**MATERIAL FOR THE TASK:**

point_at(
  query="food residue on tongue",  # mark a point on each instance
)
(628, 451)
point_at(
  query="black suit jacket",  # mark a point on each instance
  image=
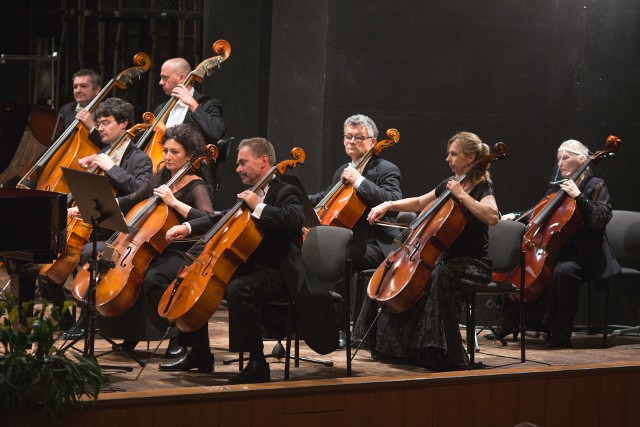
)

**WORK REQUIRED:** Please set down every line of the material above word for word, leaving out the pictures.

**SOLUTION FOR THIS EXERCISE:**
point_at(
  query="food residue on tongue",  # mark a point on each instance
)
(628, 451)
point_at(
  query="black suit jacket",  # mark a point on each instance
  image=
)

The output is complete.